**WRITTEN TASK**
Below are some records; reproduce every one of them exactly.

**DATA ROWS**

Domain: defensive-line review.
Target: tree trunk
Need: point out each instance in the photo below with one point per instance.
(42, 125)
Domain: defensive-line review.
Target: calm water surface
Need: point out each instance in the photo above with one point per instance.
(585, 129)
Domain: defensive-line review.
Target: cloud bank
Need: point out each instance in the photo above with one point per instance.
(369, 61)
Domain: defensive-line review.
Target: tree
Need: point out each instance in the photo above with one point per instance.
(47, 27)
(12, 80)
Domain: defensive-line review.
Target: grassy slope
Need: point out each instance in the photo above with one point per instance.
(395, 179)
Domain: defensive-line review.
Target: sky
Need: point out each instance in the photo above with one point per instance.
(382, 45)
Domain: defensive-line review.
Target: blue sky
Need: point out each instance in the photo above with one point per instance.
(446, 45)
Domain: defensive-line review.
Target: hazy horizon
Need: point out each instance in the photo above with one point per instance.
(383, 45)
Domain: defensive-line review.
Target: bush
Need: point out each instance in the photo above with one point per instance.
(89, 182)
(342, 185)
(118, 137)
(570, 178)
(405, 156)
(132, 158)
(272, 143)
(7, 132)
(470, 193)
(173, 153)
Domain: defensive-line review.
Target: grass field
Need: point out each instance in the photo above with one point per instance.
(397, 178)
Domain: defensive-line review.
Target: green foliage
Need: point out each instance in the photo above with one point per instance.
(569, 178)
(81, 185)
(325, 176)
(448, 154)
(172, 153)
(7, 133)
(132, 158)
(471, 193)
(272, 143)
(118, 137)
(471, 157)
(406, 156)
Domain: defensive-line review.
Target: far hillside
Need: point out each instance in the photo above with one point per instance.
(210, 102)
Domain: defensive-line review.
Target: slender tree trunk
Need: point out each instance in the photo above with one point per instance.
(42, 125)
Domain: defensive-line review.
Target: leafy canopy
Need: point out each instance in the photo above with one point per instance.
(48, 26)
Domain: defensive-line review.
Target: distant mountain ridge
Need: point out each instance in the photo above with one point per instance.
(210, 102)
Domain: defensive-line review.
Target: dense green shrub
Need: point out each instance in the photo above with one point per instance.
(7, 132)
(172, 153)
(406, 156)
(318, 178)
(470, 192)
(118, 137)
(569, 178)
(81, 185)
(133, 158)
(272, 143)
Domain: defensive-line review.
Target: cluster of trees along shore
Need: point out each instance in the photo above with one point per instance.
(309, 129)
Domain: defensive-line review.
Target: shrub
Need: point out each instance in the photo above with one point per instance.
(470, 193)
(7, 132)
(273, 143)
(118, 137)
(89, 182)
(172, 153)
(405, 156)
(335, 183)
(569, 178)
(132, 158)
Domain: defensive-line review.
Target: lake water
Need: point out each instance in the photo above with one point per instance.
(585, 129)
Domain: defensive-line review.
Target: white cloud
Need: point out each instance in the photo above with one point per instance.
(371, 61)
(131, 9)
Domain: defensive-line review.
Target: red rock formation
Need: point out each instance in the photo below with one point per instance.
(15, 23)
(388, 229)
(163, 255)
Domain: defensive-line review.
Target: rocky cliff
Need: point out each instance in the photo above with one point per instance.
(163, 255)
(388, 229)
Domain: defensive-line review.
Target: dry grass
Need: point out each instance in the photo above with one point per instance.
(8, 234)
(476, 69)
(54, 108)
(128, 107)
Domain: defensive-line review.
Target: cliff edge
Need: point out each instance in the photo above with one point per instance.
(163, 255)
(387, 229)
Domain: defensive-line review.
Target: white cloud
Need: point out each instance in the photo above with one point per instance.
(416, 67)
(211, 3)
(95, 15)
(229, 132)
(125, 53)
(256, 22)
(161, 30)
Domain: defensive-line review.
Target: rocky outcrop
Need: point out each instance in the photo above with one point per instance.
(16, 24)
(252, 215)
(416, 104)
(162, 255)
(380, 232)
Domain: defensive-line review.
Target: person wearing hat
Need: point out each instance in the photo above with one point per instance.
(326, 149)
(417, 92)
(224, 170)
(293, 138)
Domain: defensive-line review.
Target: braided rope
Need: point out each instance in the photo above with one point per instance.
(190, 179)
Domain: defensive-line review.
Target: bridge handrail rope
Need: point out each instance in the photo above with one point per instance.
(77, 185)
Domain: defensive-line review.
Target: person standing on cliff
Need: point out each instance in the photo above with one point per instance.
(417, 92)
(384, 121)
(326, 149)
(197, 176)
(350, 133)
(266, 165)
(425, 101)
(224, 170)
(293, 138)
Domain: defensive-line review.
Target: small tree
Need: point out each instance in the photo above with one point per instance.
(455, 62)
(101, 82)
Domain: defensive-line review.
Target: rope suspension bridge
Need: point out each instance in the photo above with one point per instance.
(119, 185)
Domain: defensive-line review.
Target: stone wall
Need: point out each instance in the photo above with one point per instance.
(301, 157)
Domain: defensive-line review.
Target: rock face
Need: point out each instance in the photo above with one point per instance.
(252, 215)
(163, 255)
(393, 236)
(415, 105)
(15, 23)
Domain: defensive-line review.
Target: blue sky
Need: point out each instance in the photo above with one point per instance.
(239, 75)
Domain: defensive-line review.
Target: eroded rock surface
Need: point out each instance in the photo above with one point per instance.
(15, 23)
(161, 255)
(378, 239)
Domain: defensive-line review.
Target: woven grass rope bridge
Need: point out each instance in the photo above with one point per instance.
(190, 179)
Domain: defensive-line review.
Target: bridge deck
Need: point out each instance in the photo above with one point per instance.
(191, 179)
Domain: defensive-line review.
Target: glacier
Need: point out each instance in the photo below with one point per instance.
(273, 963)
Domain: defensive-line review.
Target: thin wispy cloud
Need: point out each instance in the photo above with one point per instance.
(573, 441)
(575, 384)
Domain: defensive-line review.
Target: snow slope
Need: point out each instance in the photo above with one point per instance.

**SOLUTION FOR THIS TASK**
Domain: defensive-line review.
Target: tree trunk
Need: point out each instance in the photo below with one point per instance.
(42, 125)
Domain: defensive-line review.
Target: calm water surface
Need: point out each instance in the photo above with one point per instance.
(585, 129)
Domain: defensive-line review.
Target: cloud bank
Need: point out each instance in the photo above with one point per instance.
(369, 61)
Domain: defensive-line review.
Target: tree
Need: point out each instance in the photo above with one point per instance.
(47, 27)
(12, 80)
Domain: defensive-line review.
Target: grassy slope
Need: point out each instance in the photo above with one point per instance.
(395, 179)
Domain: defensive-line review.
Target: sky
Need: point out each instance in the photo above with one point per instance.
(382, 45)
Domain: defensive-line review.
Target: blue sky
Need: point out each instance in the photo above with one point per instance.
(446, 45)
Domain: defensive-line review.
Target: hazy horizon
Need: point out each instance in the photo above with one point per instance.
(383, 45)
Domain: defensive-line review.
Target: bush
Need: point out each instance in the photo above with one point per instance.
(89, 182)
(342, 185)
(118, 137)
(570, 178)
(405, 156)
(132, 158)
(272, 143)
(7, 132)
(470, 193)
(173, 153)
Domain: defensive-line review.
Target: grass field
Need: point out each instance in the photo above with one point per instance.
(397, 178)
Domain: defensive-line review.
Target: green foliage
Need: point out each instance in the photo above with one point per instance.
(569, 178)
(81, 185)
(325, 176)
(448, 154)
(172, 153)
(7, 133)
(132, 158)
(471, 193)
(272, 143)
(118, 137)
(471, 157)
(406, 156)
Domain: defensive-line review.
Target: far hillside
Need: point out each instance in the photo above with one point per instance.
(210, 102)
Domain: defensive-line review.
Target: slender tree trunk
Need: point out each instance in the photo above with one point per instance.
(42, 125)
Domain: defensive-line review.
Target: leafy canopy
Need: point out each instance in the photo above with one point per instance.
(48, 26)
Domain: defensive-line review.
Target: distant mountain ridge
Need: point out each instance in the photo above with one point per instance.
(210, 102)
Domain: defensive-line review.
Target: dense green shrub
Need: point out each instance in the photo above with one point per instance.
(7, 132)
(172, 153)
(406, 156)
(318, 178)
(470, 192)
(118, 137)
(569, 178)
(81, 185)
(133, 158)
(272, 143)
Domain: defensive-line review.
Target: cluster of trees along shore
Need: point out each instance in the photo above with one point per instance.
(309, 129)
Domain: defensive-line review.
Target: shrub
Need: point out each instance in the photo above with one point per instance.
(470, 193)
(7, 132)
(273, 143)
(118, 137)
(89, 182)
(172, 153)
(405, 156)
(335, 183)
(569, 178)
(132, 158)
Domain: defensive-line review.
Target: lake water
Need: point out each instance in the photo above with one point per instance.
(585, 129)
Domain: defensive-line review.
Target: white cloud
Need: point out each instance in the photo above with one point per instance.
(371, 61)
(131, 9)
Domain: defensive-line review.
Target: red rock formation
Need: point out each instance in the photo below with one point per instance.
(15, 23)
(388, 229)
(163, 255)
Domain: defensive-line review.
Target: rocky cliff
Need: point out each instance in the photo above with one point per instance.
(163, 255)
(388, 229)
Domain: defensive-line review.
Target: dry grass
Need: point out each instance in the photo above with one point per instance.
(8, 234)
(476, 69)
(54, 108)
(128, 107)
Domain: defensive-line review.
Target: cliff edge
Need: point out each instance in the photo above with one point per instance.
(163, 255)
(387, 229)
Domain: defensive-line review.
Target: white cloud
Need: point out each instance in the photo above with one point per instance.
(416, 67)
(211, 3)
(95, 15)
(229, 132)
(125, 53)
(256, 22)
(161, 30)
Domain: defensive-line review.
Target: rocky outcrop
Need: point out each instance in the photo above with one point per instance.
(16, 24)
(252, 215)
(416, 104)
(162, 255)
(380, 232)
Domain: defensive-line review.
Target: person wearing hat
Need: point out each instance in the photo above with one point per instance.
(326, 149)
(417, 92)
(224, 170)
(293, 138)
Domain: defensive-line review.
Target: braided rope
Need: point out each instance in the photo above with one point per instance.
(190, 179)
Domain: defensive-line review.
Target: bridge handrail rope
Need: point out each instance in the photo above with one point per instance.
(77, 185)
Domain: defensive-line review.
Target: person standing on cliff
Need: point out each instance in the photo above with one point per instance.
(417, 92)
(384, 121)
(326, 149)
(197, 176)
(350, 133)
(266, 165)
(425, 101)
(224, 170)
(293, 138)
Domain: defensive-line review.
Target: small tree
Need: point out each instance in the photo above with one point per instance.
(455, 62)
(101, 82)
Domain: defensive-line review.
Target: rope suspension bridge
Need: point out each instance in the photo above with one point per instance.
(119, 185)
Domain: defensive-line review.
Target: stone wall
Need: point out each instance in the photo above with one point per instance.
(301, 157)
Domain: defensive-line review.
Target: rock face
Need: point out each instance in the photo above with one point per instance.
(252, 215)
(163, 255)
(393, 236)
(415, 105)
(15, 23)
Domain: defensive-line review.
Target: blue sky
Need: point out each instance in the photo above with one point per instance.
(239, 75)
Domain: defensive-line review.
Target: eroded rock surface
Need: point out each instance in the photo above with one point per instance.
(15, 23)
(161, 255)
(378, 239)
Domain: defensive-line review.
Target: woven grass rope bridge
Need: point out each instance in the photo above with one point per instance.
(190, 179)
Domain: defensive-line review.
Target: bridge deck
Need: point out each instance in the photo above with one point per instance.
(191, 179)
Domain: defensive-line review.
Target: glacier
Need: point out each instance in the photo below with one point per instance.
(273, 963)
Domain: defensive-line review.
Target: thin wispy cloud
Need: point out each instance in the photo above with one point per instance.
(573, 441)
(575, 384)
Domain: defensive-line review.
Target: snow slope
Need: point out each instance in the photo above with one point per instance.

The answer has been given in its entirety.